• Objective: Everything from the line containing "Each instance of the man's eyebrow" through the last line of the records must be returned verbatim, and nothing outside that range.

* start Data excerpts *

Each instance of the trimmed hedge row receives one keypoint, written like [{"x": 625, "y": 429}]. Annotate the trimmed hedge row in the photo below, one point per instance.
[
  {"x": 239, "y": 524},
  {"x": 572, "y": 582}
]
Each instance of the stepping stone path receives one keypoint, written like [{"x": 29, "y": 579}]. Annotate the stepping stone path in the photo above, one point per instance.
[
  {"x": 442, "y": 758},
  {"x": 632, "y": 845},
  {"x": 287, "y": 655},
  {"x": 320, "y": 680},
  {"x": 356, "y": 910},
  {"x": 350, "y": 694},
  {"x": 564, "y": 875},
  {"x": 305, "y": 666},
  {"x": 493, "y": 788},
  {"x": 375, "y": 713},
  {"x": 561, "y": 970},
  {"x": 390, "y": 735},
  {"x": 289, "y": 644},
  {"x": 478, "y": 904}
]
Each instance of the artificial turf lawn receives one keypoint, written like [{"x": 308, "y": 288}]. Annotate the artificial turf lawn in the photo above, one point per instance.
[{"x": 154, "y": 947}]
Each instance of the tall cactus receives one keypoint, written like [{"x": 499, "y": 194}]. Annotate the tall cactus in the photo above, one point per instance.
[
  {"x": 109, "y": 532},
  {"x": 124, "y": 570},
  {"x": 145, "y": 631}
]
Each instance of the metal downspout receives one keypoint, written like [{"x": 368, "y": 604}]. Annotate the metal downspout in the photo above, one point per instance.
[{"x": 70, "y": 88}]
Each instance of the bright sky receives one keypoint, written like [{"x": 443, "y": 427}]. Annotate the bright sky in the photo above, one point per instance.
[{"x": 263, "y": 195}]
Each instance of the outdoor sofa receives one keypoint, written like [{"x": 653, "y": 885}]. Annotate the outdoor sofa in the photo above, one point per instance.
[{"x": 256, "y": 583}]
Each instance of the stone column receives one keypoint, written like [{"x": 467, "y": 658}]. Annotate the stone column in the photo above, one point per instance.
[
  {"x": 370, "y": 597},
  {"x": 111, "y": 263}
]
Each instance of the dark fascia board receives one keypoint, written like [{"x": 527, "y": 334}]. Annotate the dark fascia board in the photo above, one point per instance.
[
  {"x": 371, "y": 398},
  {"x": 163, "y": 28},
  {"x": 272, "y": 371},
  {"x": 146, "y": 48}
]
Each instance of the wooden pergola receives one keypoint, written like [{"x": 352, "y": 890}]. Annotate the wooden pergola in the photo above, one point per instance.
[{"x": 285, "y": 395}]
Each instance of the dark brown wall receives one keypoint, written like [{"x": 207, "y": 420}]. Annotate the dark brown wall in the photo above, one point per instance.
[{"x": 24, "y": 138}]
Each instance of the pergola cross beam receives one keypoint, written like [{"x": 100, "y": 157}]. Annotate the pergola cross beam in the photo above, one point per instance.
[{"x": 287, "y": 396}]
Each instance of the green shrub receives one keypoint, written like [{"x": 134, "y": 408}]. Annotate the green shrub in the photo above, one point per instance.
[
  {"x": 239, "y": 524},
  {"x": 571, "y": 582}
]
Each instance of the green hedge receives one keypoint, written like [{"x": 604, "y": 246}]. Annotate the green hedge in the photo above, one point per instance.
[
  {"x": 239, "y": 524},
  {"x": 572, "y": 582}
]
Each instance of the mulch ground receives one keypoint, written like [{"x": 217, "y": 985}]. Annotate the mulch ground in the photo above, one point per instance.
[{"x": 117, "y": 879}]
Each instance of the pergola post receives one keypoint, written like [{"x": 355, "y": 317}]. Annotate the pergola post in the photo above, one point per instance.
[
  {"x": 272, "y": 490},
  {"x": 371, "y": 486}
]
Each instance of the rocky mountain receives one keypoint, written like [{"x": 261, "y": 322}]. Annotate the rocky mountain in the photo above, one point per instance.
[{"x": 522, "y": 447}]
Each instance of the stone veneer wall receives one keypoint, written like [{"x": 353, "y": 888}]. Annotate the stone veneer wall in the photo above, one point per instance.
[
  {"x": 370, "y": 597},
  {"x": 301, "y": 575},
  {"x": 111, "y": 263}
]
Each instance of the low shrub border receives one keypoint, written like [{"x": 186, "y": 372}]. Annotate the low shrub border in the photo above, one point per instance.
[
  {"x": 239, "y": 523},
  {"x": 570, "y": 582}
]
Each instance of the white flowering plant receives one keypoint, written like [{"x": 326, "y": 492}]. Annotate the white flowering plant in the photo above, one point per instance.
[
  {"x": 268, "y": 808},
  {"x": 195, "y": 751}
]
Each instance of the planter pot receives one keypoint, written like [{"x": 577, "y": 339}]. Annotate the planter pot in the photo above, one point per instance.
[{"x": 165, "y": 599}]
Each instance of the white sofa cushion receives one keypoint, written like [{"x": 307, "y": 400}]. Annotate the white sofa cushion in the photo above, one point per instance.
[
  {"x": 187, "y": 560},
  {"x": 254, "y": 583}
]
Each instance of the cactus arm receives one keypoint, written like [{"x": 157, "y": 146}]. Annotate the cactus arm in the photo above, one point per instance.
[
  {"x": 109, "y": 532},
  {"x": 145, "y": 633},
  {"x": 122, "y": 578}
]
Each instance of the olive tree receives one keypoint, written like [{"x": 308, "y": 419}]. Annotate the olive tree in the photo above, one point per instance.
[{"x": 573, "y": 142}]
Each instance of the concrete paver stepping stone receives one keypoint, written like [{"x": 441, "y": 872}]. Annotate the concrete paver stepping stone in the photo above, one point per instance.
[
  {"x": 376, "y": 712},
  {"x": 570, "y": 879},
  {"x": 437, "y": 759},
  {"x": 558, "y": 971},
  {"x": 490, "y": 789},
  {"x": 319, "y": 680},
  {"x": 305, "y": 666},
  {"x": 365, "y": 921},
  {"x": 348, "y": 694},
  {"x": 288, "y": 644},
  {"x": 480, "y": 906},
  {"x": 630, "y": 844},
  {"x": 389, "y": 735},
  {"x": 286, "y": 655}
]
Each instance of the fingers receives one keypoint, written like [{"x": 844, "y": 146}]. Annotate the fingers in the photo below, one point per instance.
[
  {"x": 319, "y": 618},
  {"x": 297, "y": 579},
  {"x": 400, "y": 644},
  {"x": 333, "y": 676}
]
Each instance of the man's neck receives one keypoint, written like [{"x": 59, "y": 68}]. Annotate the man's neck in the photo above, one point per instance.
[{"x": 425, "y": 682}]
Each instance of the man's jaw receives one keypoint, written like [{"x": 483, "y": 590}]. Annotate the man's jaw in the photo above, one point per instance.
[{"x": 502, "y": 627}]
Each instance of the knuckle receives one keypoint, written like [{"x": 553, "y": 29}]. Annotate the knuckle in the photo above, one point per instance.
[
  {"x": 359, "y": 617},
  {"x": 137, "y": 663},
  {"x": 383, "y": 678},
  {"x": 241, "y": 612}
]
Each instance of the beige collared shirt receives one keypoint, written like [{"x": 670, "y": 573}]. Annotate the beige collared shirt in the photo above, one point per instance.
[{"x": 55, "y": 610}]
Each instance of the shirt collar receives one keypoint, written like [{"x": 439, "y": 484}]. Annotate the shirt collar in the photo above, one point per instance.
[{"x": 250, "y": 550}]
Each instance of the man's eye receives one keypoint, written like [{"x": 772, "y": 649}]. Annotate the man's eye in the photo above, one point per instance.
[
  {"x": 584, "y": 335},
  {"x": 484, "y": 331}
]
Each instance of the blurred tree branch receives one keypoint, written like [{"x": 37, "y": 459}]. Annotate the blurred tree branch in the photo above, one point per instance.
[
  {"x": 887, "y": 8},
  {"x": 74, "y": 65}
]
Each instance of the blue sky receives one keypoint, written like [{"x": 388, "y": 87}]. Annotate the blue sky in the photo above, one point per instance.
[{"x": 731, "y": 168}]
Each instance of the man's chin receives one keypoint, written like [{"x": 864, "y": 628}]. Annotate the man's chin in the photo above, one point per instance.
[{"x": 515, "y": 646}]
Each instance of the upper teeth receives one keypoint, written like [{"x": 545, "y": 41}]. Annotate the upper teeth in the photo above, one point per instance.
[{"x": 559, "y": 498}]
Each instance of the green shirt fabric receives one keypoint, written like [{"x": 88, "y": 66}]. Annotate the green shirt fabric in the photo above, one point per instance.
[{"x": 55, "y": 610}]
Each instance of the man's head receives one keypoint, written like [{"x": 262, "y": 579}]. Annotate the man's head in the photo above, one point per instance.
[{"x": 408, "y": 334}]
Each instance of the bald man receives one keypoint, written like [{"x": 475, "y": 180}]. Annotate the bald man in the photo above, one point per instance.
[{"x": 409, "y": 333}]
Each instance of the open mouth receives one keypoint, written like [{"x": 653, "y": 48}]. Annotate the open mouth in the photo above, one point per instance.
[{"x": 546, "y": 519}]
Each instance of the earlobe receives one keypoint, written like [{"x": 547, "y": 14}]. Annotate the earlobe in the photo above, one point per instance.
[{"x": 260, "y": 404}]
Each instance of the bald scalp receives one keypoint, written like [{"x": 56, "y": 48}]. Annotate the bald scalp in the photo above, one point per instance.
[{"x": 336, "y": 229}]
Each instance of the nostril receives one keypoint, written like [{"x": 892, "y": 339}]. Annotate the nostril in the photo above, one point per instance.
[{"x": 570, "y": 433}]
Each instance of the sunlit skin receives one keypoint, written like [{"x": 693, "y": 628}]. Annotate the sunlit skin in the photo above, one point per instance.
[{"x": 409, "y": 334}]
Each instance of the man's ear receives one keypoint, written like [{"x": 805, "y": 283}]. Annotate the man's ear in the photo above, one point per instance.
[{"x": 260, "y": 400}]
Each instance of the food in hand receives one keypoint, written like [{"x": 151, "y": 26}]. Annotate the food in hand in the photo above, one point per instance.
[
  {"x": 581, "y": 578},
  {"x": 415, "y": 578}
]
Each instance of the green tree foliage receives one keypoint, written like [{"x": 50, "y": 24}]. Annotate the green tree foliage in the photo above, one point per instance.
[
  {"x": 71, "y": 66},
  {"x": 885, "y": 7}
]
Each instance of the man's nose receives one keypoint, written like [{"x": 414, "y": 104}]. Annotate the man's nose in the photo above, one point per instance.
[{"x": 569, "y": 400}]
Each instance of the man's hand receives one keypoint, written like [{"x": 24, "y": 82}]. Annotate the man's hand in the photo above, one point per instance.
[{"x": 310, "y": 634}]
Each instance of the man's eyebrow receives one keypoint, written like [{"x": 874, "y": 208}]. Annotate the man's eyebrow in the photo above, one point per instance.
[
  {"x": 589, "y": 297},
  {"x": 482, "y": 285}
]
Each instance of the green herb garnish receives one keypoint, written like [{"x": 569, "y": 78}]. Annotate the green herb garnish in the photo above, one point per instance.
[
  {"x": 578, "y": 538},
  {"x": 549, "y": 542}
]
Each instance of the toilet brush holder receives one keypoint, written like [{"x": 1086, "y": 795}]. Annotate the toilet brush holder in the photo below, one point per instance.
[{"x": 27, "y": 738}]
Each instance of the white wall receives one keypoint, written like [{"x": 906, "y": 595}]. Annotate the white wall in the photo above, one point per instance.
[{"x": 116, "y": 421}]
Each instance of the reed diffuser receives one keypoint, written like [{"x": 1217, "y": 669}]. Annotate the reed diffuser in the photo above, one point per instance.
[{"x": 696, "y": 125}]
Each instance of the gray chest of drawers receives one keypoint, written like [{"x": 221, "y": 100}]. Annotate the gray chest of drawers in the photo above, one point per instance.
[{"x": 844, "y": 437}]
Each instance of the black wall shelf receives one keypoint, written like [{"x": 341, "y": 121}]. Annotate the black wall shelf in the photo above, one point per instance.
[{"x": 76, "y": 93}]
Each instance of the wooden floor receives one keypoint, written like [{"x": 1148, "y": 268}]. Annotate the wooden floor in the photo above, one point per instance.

* end Data excerpts *

• Output of the exercise:
Each instance of the man's eyebrow receives one keypoint, written like [{"x": 874, "y": 208}]. Annotate the man's eyebrow in the photo above, one point per instance.
[
  {"x": 589, "y": 297},
  {"x": 482, "y": 285}
]
Each instance of the green herb garnish receives one keypoint, written like [{"x": 569, "y": 78}]. Annotate the green herb garnish in the photo above, one point per instance.
[
  {"x": 578, "y": 538},
  {"x": 549, "y": 542}
]
Each instance of the toilet brush holder receives one keypoint, written like [{"x": 1086, "y": 795}]. Annotate the toilet brush holder in the photo below, one point per instance.
[{"x": 27, "y": 738}]
Each instance of the white wall receives one keypoint, written like [{"x": 906, "y": 595}]. Annotate the white wall in the photo above, one point per instance.
[{"x": 116, "y": 421}]
Each instance of the reed diffuser receives one keypoint, written like [{"x": 1217, "y": 669}]. Annotate the reed diffuser in the photo above, one point per instance.
[{"x": 696, "y": 125}]
Each instance of the gray chest of drawers receives one keypoint, written like [{"x": 221, "y": 100}]. Annotate the gray chest of drawers in the photo above, one point per instance.
[{"x": 844, "y": 437}]
Each instance of the black wall shelf receives one keypoint, written like [{"x": 341, "y": 121}]. Annotate the black wall shelf in the photo above, one point per instance.
[{"x": 76, "y": 93}]
Each instance of the wooden floor receives one keypoint, written like [{"x": 1148, "y": 268}]. Annotate the wooden floor in the photo above, one point per instance.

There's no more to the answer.